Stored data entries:
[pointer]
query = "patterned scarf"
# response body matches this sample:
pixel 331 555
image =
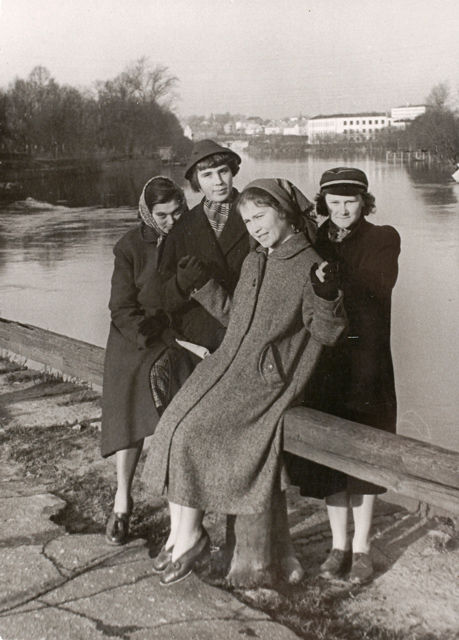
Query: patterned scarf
pixel 217 213
pixel 336 234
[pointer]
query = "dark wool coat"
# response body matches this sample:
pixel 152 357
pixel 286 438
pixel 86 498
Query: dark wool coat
pixel 128 411
pixel 192 235
pixel 218 445
pixel 355 380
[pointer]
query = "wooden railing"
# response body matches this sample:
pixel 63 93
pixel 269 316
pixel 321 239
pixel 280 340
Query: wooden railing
pixel 409 467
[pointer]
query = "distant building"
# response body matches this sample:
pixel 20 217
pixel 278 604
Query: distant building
pixel 187 132
pixel 355 126
pixel 229 127
pixel 250 126
pixel 408 112
pixel 274 128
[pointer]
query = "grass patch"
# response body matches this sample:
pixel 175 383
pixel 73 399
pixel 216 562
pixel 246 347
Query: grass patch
pixel 47 453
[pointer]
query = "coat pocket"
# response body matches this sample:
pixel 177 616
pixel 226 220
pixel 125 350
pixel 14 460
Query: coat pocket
pixel 269 366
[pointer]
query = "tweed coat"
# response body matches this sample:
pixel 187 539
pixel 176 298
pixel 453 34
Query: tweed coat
pixel 128 411
pixel 192 235
pixel 218 445
pixel 356 380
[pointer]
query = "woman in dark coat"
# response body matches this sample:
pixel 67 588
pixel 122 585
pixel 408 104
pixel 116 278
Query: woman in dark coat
pixel 218 444
pixel 210 241
pixel 355 380
pixel 141 373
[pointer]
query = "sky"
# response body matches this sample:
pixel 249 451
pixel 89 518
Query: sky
pixel 268 58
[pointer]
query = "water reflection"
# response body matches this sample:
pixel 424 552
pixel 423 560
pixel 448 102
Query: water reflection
pixel 116 184
pixel 56 264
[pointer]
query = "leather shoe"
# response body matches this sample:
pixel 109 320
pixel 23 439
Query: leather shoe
pixel 117 529
pixel 336 565
pixel 291 569
pixel 181 568
pixel 162 560
pixel 362 568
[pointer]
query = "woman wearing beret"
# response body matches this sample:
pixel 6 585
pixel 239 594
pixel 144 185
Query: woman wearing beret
pixel 218 445
pixel 210 241
pixel 140 373
pixel 356 378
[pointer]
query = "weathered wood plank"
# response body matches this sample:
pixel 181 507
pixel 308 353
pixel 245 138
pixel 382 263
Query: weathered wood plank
pixel 410 467
pixel 69 356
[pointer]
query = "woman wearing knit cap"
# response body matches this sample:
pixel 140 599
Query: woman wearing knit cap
pixel 218 445
pixel 210 241
pixel 141 373
pixel 355 380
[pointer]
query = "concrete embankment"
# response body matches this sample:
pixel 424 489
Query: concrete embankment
pixel 59 579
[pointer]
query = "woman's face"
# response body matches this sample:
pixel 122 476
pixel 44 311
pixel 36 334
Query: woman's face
pixel 216 182
pixel 166 214
pixel 344 211
pixel 264 224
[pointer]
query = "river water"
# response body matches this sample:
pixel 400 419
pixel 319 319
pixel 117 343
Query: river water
pixel 56 263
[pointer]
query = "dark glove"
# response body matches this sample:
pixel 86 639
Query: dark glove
pixel 153 326
pixel 192 273
pixel 328 289
pixel 168 337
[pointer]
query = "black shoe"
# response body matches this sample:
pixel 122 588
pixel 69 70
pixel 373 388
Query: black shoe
pixel 117 529
pixel 162 560
pixel 181 568
pixel 336 565
pixel 362 568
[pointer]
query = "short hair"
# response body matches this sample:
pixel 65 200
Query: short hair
pixel 161 190
pixel 369 204
pixel 210 162
pixel 262 198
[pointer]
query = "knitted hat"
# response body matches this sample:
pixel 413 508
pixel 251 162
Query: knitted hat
pixel 344 180
pixel 203 149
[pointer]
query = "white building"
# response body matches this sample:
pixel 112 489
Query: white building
pixel 355 126
pixel 409 112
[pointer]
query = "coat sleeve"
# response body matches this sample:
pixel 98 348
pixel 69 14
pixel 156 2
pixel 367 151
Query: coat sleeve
pixel 377 274
pixel 172 299
pixel 216 300
pixel 326 320
pixel 126 312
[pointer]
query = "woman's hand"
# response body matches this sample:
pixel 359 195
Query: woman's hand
pixel 192 273
pixel 325 280
pixel 153 326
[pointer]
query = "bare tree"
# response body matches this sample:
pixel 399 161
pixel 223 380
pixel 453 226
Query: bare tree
pixel 439 96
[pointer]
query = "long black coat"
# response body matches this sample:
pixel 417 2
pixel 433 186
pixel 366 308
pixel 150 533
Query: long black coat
pixel 355 380
pixel 193 236
pixel 128 411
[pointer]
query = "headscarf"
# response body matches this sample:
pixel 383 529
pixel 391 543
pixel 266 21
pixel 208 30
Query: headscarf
pixel 291 199
pixel 147 215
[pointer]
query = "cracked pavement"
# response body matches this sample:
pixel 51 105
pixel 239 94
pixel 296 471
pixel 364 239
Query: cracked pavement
pixel 55 586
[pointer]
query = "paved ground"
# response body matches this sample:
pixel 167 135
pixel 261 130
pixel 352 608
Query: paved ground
pixel 60 586
pixel 57 586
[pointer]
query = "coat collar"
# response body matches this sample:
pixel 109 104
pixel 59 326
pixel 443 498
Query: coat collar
pixel 297 243
pixel 362 227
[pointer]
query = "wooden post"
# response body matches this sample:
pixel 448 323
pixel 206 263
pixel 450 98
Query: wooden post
pixel 255 543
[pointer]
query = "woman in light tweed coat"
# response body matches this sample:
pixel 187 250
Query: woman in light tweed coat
pixel 218 445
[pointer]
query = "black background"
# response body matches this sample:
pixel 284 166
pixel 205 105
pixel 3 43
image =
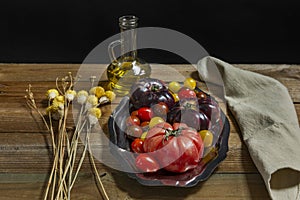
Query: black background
pixel 237 31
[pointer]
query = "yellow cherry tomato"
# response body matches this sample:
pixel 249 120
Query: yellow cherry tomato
pixel 174 86
pixel 144 135
pixel 155 120
pixel 190 83
pixel 175 95
pixel 207 137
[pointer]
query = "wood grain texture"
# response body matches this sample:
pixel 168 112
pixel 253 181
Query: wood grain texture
pixel 25 145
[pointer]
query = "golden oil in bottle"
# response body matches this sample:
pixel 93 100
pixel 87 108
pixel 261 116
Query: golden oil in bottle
pixel 124 71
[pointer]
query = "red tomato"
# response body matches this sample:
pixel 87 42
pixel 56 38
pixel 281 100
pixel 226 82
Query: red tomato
pixel 134 113
pixel 175 150
pixel 132 120
pixel 137 145
pixel 145 123
pixel 186 93
pixel 146 163
pixel 134 131
pixel 161 109
pixel 176 126
pixel 145 114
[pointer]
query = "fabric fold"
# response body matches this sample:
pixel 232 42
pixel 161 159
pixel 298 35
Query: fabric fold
pixel 268 122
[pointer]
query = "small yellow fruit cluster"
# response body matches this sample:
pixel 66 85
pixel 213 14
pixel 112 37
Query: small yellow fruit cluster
pixel 88 100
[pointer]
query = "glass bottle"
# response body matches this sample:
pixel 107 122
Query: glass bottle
pixel 125 70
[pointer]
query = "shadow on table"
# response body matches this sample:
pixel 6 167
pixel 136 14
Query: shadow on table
pixel 136 190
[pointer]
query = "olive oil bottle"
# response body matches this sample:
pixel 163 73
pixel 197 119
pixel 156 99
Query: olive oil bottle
pixel 125 70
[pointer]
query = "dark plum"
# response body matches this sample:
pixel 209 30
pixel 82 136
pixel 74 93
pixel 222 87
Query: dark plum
pixel 150 91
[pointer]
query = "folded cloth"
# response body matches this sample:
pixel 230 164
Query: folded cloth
pixel 268 122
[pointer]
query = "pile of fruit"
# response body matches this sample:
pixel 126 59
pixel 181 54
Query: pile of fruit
pixel 170 125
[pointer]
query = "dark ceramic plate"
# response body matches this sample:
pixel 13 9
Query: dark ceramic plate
pixel 205 168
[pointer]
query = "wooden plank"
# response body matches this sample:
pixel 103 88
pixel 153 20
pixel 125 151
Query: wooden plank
pixel 218 186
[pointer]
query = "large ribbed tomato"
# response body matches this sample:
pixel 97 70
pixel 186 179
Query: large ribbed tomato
pixel 177 148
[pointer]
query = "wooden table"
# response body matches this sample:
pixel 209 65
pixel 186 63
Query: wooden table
pixel 25 158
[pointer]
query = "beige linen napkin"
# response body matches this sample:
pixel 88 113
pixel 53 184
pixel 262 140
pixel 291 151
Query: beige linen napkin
pixel 268 122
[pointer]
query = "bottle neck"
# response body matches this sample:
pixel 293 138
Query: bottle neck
pixel 128 26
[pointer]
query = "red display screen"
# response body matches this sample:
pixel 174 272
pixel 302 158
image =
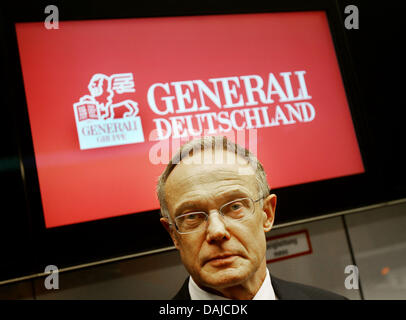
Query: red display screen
pixel 109 101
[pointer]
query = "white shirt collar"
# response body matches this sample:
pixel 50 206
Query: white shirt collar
pixel 265 292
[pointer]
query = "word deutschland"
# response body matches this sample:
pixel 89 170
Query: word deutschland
pixel 244 102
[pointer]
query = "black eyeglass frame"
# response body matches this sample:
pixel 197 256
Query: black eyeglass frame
pixel 220 212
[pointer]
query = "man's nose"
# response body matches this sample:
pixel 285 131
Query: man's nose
pixel 216 228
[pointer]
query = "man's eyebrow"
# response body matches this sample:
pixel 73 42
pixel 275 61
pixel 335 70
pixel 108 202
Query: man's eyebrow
pixel 228 195
pixel 187 205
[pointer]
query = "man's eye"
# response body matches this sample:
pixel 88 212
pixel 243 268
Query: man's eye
pixel 192 216
pixel 236 206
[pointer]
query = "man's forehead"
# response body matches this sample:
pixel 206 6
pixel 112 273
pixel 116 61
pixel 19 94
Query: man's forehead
pixel 206 166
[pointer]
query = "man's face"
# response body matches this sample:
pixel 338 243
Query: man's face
pixel 226 253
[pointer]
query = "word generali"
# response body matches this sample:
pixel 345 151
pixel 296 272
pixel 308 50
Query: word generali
pixel 240 102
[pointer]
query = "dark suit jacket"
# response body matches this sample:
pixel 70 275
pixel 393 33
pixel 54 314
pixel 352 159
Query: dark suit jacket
pixel 284 290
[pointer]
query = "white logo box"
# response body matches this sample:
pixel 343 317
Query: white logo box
pixel 111 132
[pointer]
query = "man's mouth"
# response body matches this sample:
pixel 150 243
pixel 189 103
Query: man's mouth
pixel 222 260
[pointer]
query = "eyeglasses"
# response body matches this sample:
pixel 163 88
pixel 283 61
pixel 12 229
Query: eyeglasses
pixel 236 210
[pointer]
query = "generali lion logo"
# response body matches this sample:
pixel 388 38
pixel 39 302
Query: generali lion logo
pixel 105 119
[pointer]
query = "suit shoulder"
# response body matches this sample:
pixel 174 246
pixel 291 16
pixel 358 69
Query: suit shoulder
pixel 297 291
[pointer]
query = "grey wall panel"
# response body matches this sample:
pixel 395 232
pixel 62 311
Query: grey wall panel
pixel 324 267
pixel 22 290
pixel 157 276
pixel 378 238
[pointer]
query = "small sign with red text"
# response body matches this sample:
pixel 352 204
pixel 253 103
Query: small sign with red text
pixel 287 246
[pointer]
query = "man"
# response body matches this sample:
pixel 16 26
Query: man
pixel 217 207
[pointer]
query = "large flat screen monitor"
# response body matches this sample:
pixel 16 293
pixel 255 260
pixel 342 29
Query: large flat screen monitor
pixel 109 101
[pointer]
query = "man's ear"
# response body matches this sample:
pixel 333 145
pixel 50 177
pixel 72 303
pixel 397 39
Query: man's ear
pixel 269 210
pixel 165 223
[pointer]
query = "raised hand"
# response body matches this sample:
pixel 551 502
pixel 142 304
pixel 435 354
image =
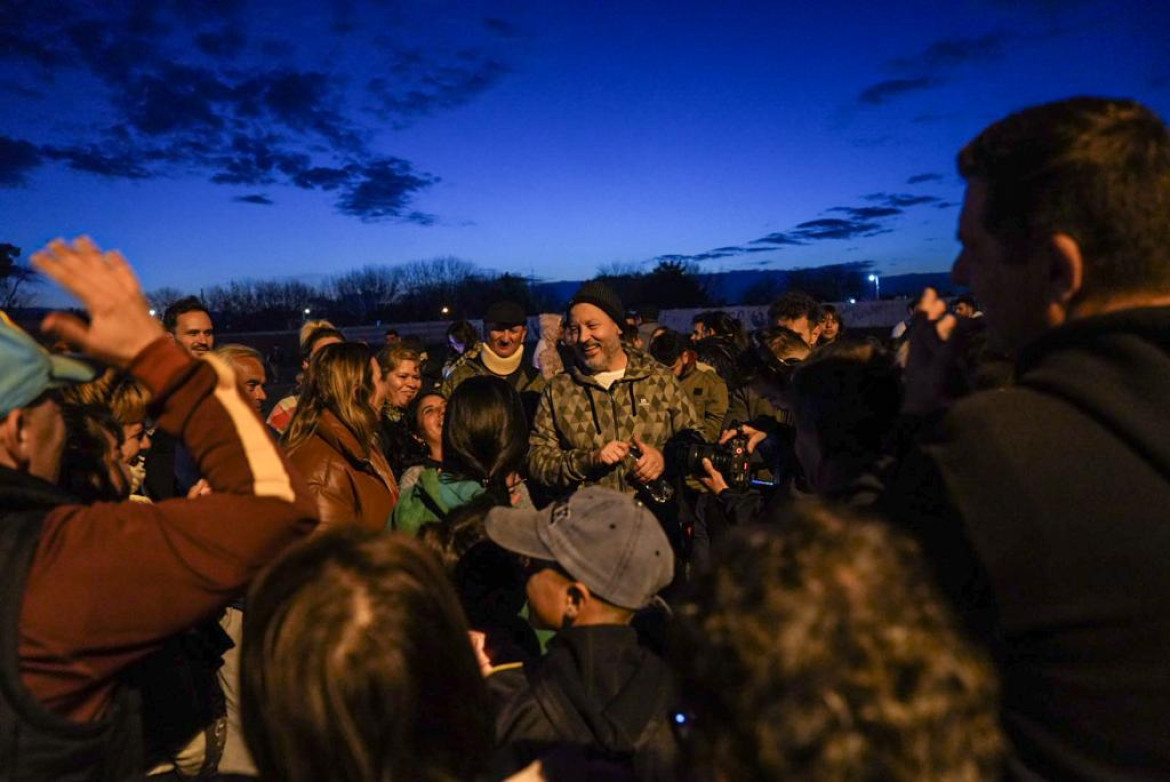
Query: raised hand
pixel 121 324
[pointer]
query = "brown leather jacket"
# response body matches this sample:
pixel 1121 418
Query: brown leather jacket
pixel 351 481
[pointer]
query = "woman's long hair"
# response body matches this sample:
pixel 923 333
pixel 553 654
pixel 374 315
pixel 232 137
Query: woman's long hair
pixel 484 436
pixel 356 665
pixel 339 379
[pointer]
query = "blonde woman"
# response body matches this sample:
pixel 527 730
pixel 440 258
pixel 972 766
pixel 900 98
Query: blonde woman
pixel 334 438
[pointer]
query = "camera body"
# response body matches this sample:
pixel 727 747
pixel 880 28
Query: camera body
pixel 730 459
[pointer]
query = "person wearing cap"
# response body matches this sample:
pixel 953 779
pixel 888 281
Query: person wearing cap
pixel 612 398
pixel 501 354
pixel 88 591
pixel 593 561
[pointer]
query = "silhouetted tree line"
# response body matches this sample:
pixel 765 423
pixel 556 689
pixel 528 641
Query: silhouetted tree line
pixel 15 279
pixel 448 288
pixel 419 290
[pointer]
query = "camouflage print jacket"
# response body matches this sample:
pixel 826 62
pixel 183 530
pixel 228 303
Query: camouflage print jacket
pixel 709 395
pixel 577 417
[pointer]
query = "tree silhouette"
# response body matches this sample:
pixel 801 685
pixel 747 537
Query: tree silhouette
pixel 15 280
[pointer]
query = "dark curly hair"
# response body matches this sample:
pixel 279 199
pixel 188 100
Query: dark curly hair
pixel 819 649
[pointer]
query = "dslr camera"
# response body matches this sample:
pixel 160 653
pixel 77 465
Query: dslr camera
pixel 730 459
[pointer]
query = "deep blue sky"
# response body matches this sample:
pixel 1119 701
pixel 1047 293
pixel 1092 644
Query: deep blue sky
pixel 218 139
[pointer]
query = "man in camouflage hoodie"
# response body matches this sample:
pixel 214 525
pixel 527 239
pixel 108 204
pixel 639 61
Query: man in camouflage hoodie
pixel 612 398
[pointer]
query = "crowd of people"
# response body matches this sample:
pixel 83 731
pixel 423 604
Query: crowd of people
pixel 616 550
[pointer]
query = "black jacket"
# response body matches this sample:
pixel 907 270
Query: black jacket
pixel 1046 512
pixel 598 690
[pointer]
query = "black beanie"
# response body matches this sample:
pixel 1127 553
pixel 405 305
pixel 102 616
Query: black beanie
pixel 600 295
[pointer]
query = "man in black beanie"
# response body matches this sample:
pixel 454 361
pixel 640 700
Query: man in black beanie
pixel 612 398
pixel 501 354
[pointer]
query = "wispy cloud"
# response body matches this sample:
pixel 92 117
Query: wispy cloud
pixel 867 212
pixel 892 88
pixel 952 53
pixel 18 158
pixel 920 178
pixel 838 228
pixel 778 239
pixel 254 198
pixel 933 67
pixel 860 221
pixel 190 89
pixel 901 200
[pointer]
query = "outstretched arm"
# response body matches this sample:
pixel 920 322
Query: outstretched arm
pixel 109 582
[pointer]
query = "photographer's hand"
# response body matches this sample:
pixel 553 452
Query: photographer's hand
pixel 652 462
pixel 611 453
pixel 755 437
pixel 714 479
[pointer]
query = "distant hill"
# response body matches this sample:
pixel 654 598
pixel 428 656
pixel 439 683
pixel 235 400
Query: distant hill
pixel 729 287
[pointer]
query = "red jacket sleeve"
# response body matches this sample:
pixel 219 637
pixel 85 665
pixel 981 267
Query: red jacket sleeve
pixel 110 582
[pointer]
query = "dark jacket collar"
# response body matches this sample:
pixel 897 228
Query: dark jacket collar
pixel 616 685
pixel 1147 323
pixel 19 491
pixel 1115 369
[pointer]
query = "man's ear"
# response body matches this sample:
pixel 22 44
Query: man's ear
pixel 1066 275
pixel 11 452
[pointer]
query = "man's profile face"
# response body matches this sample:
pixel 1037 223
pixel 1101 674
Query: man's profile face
pixel 506 340
pixel 830 328
pixel 41 439
pixel 135 440
pixel 194 333
pixel 253 377
pixel 1010 286
pixel 594 337
pixel 802 327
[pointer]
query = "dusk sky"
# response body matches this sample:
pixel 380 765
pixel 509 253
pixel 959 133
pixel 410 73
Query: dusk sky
pixel 219 139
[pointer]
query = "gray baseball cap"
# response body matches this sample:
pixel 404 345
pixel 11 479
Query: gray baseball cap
pixel 27 370
pixel 606 540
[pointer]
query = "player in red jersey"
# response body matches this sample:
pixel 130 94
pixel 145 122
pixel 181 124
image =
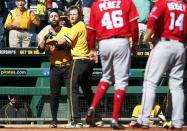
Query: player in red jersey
pixel 168 21
pixel 112 22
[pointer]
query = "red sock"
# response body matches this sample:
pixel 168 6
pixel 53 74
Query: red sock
pixel 100 92
pixel 118 101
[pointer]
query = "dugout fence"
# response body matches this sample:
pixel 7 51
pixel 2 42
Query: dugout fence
pixel 25 72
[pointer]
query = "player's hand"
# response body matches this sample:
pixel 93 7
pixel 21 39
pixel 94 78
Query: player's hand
pixel 134 50
pixel 93 56
pixel 53 42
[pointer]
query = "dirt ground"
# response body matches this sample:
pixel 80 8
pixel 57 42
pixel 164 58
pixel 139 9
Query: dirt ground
pixel 60 128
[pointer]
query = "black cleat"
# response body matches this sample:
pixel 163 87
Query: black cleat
pixel 175 128
pixel 1 126
pixel 137 125
pixel 116 126
pixel 90 117
pixel 53 124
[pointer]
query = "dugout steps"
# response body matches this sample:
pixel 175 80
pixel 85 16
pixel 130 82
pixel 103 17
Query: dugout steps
pixel 25 72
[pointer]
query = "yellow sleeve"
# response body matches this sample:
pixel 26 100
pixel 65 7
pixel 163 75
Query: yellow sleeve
pixel 136 111
pixel 73 33
pixel 8 20
pixel 34 19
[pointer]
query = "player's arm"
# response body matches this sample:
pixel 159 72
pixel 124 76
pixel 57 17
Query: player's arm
pixel 134 33
pixel 155 14
pixel 147 36
pixel 133 23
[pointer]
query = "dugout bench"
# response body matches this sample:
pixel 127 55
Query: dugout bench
pixel 28 64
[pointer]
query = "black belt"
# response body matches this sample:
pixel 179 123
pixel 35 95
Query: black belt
pixel 118 37
pixel 19 29
pixel 166 39
pixel 61 65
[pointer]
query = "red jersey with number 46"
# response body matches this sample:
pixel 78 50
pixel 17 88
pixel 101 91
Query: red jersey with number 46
pixel 111 18
pixel 170 18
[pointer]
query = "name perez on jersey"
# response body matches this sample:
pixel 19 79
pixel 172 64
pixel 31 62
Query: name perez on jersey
pixel 109 5
pixel 176 6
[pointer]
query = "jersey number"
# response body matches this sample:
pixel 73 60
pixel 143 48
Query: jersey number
pixel 176 22
pixel 113 21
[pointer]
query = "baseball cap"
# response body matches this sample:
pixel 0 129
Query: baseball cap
pixel 20 0
pixel 63 17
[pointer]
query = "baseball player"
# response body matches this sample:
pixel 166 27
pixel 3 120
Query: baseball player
pixel 112 25
pixel 81 66
pixel 60 59
pixel 168 20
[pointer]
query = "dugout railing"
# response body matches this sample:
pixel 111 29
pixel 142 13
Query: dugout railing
pixel 31 69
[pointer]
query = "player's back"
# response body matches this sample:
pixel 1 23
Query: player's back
pixel 110 18
pixel 172 23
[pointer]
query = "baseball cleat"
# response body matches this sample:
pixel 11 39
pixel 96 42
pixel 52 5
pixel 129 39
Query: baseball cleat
pixel 137 125
pixel 116 126
pixel 53 124
pixel 90 117
pixel 73 125
pixel 167 124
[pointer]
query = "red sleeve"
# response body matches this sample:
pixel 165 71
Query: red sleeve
pixel 133 13
pixel 134 31
pixel 91 39
pixel 156 12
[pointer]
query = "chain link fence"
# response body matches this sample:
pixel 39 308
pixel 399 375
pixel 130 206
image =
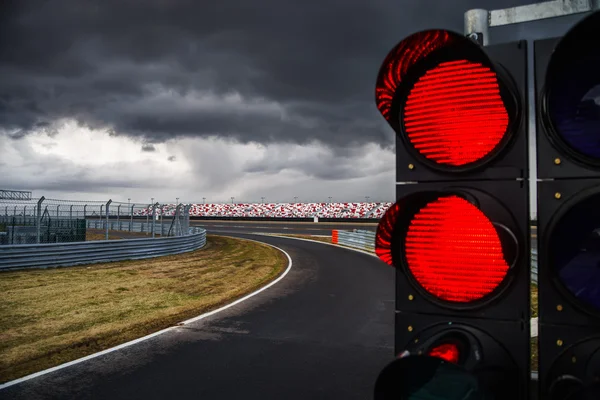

Directions for this task:
The answer should contain only the lines from the start of the records above through the line with "pixel 382 263", copied exactly, and no pictures.

Answer space:
[pointer]
query = "patterned scarf"
# response body matches this sample:
pixel 331 555
image =
Query: patterned scarf
pixel 217 213
pixel 336 234
[pointer]
query = "dark wool coat"
# response body matches this sample:
pixel 152 357
pixel 286 438
pixel 86 498
Query: dark wool coat
pixel 128 411
pixel 192 235
pixel 218 445
pixel 355 380
[pointer]
query = "wooden railing"
# response body matches this sample:
pixel 63 93
pixel 269 316
pixel 321 239
pixel 280 340
Query: wooden railing
pixel 409 467
[pointer]
query = "distant building"
# response body matches this sample:
pixel 20 217
pixel 278 604
Query: distant building
pixel 187 132
pixel 355 126
pixel 229 127
pixel 250 126
pixel 408 112
pixel 274 128
[pointer]
query = "grass patch"
# response body matches this sample:
pixel 175 383
pixel 73 399
pixel 216 562
pixel 246 347
Query: grass patch
pixel 47 453
[pointer]
query = "coat pocket"
# response body matches this sample:
pixel 177 616
pixel 226 220
pixel 125 350
pixel 14 460
Query: coat pocket
pixel 269 366
[pointer]
query = "tweed coat"
# response body matches this sample:
pixel 187 539
pixel 176 298
pixel 453 34
Query: tweed coat
pixel 128 411
pixel 192 235
pixel 218 445
pixel 356 380
[pointer]
query = "woman in dark coat"
# response body matches this sample:
pixel 67 588
pixel 122 585
pixel 408 104
pixel 116 278
Query: woman in dark coat
pixel 218 444
pixel 210 241
pixel 355 380
pixel 141 373
[pointer]
query = "sky"
# response body matches this sample:
pixel 249 451
pixel 89 518
Query: sky
pixel 268 58
[pointer]
query = "water reflection"
# response body matches this sample:
pixel 424 552
pixel 423 560
pixel 448 102
Query: water reflection
pixel 116 184
pixel 56 264
[pointer]
query = "leather shoe"
# response body matches this sample:
pixel 109 320
pixel 23 439
Query: leather shoe
pixel 117 529
pixel 336 565
pixel 291 569
pixel 181 568
pixel 162 560
pixel 362 568
[pointer]
query = "woman wearing beret"
# response body matches this sample:
pixel 6 585
pixel 239 594
pixel 144 185
Query: woman wearing beret
pixel 218 445
pixel 210 241
pixel 140 373
pixel 356 378
[pointer]
query = "weathered wood plank"
# response body matches this sample:
pixel 181 507
pixel 308 353
pixel 245 138
pixel 382 263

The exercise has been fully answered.